>> start Record list

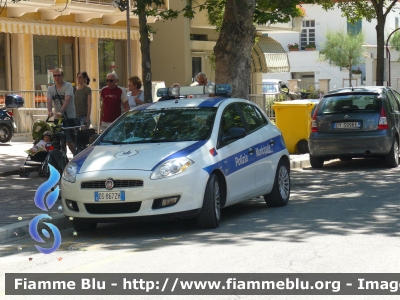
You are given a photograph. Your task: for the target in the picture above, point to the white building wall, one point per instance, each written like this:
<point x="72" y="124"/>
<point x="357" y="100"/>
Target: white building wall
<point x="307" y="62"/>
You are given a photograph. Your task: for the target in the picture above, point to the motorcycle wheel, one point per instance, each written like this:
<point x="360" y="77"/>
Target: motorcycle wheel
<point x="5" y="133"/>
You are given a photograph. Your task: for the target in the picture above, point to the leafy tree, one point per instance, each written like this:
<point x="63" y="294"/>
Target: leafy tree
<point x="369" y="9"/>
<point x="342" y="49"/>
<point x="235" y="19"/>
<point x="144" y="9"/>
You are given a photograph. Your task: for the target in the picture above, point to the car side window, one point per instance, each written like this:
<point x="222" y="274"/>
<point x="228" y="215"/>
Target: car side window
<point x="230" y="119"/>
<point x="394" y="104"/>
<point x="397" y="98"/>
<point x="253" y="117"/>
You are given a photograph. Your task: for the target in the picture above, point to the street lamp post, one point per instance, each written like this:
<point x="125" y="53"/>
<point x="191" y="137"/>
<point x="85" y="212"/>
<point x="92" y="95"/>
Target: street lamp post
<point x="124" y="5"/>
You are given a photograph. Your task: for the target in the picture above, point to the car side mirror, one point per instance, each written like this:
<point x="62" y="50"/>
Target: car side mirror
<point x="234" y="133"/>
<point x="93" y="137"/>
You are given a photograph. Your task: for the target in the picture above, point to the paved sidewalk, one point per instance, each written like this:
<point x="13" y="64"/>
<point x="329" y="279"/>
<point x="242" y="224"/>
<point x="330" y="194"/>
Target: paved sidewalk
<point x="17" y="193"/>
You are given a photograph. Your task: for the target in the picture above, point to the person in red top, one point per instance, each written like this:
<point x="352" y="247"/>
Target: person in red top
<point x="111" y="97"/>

>> end Record list

> [Exercise directions] Copy the listing above line for line without changing anything, leaving out the pictures.

> [Exercise result]
You are given a photograph. Your task: for the target in the picture above, point to the white building wall, one point per instance, each written like this:
<point x="72" y="124"/>
<point x="357" y="100"/>
Target: white building wall
<point x="307" y="62"/>
You are given a photograph. Your task: for the target in the picture above, point to the motorcycle wheel, one point per instance, each written like this:
<point x="360" y="77"/>
Target: motorcycle wheel
<point x="5" y="133"/>
You are given a photograph. Your task: for the target in the picture above, point to the leafy tree, one point per instance, each written like this:
<point x="63" y="294"/>
Target: leafy tree
<point x="369" y="9"/>
<point x="342" y="49"/>
<point x="235" y="19"/>
<point x="144" y="9"/>
You are given a photograph. Your task: for the target in the picture above, point to the car side window, one point per instance, each written like this:
<point x="222" y="274"/>
<point x="228" y="215"/>
Target: car side window
<point x="230" y="119"/>
<point x="394" y="104"/>
<point x="397" y="98"/>
<point x="253" y="117"/>
You are given a photograph. Your task: for the target in the picture above, point to the street lamp post, one point per instance, each written like this:
<point x="125" y="53"/>
<point x="191" y="137"/>
<point x="85" y="212"/>
<point x="92" y="95"/>
Target: street lamp post
<point x="124" y="5"/>
You are given a photograph. Your task: for the target in the picture above, point to the car side mirror, one point per instance, each written like this:
<point x="62" y="50"/>
Target: car side mirror
<point x="234" y="133"/>
<point x="93" y="137"/>
You are given a photograph. Your task: for the target in the picture above, point to the paved sidewalk, one point per instance, each written like this:
<point x="13" y="64"/>
<point x="329" y="279"/>
<point x="242" y="224"/>
<point x="330" y="194"/>
Target: paved sidewalk
<point x="17" y="193"/>
You are given a photograph. Your task: for the target in the picture above, point to the person in red top, one point per instance, each written like this:
<point x="352" y="247"/>
Target: person in red top
<point x="111" y="97"/>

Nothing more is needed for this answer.